# Data entries:
+-------+

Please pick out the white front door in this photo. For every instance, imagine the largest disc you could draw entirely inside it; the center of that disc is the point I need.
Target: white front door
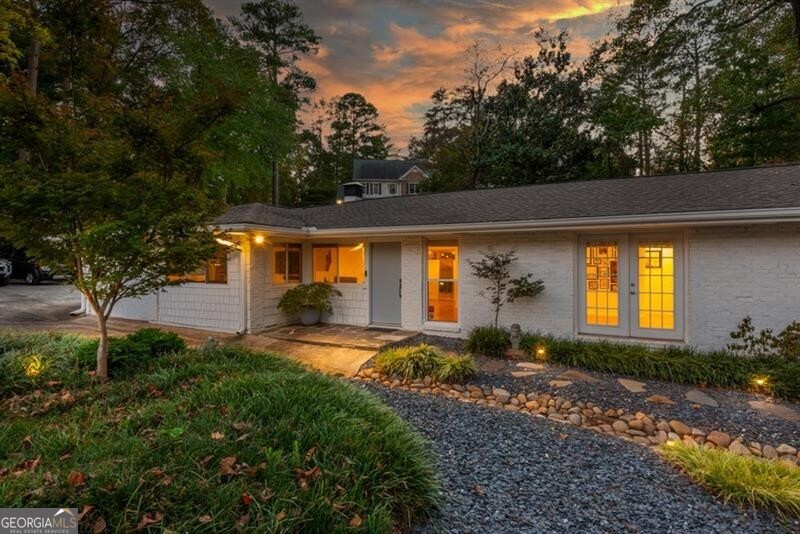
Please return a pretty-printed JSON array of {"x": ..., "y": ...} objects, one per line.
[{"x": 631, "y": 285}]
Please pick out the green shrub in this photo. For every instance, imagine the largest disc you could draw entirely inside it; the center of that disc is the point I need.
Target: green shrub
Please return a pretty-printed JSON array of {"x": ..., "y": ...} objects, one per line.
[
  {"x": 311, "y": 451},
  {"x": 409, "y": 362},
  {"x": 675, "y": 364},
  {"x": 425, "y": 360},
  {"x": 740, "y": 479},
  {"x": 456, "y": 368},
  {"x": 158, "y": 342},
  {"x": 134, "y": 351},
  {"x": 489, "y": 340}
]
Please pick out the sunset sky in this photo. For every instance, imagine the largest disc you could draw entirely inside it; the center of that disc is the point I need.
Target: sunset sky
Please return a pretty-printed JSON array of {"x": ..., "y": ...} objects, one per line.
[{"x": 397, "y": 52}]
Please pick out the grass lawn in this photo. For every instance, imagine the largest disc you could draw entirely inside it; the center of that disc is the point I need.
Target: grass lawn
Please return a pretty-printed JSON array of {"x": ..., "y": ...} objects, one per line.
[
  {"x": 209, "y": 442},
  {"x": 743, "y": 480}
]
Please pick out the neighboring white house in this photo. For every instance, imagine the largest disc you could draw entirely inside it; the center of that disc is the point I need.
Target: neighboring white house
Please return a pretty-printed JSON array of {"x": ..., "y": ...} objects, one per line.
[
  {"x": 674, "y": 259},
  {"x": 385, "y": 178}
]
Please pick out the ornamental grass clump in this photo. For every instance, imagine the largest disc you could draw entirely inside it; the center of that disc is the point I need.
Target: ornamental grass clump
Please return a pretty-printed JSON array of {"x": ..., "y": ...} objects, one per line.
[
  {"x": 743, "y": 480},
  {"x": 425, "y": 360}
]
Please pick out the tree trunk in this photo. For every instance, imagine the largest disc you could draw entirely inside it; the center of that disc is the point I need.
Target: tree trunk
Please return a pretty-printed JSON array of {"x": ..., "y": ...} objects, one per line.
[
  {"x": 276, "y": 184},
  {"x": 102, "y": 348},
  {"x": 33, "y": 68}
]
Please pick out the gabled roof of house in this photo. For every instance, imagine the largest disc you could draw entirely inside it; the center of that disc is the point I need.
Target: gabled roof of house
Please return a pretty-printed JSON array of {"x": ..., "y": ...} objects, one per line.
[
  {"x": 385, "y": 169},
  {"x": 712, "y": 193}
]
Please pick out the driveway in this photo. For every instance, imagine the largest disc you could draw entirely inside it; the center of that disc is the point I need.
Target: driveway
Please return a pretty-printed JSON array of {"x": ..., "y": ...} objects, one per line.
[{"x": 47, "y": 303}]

+-------+

Return, unchanged, every line from the one containing "Please pick out the gabled" down to the end of the records above.

Please pick out the gabled roof of house in this photo. For every instance, imagine the largest disc you could draw entirely inside it; the center of that disc is the point I need.
Target: gabled roof of house
Please return a pretty-printed JSON array of {"x": ..., "y": ...} objects, one per line.
[
  {"x": 385, "y": 169},
  {"x": 712, "y": 193}
]
Please pick out the driveway in this photo. For every instance, imagine the largest disc you could draw entirely inside it; the center of that disc is the point I need.
Target: driveway
Please return a pretty-printed JSON array of {"x": ..., "y": ...} objects, one per line.
[{"x": 47, "y": 303}]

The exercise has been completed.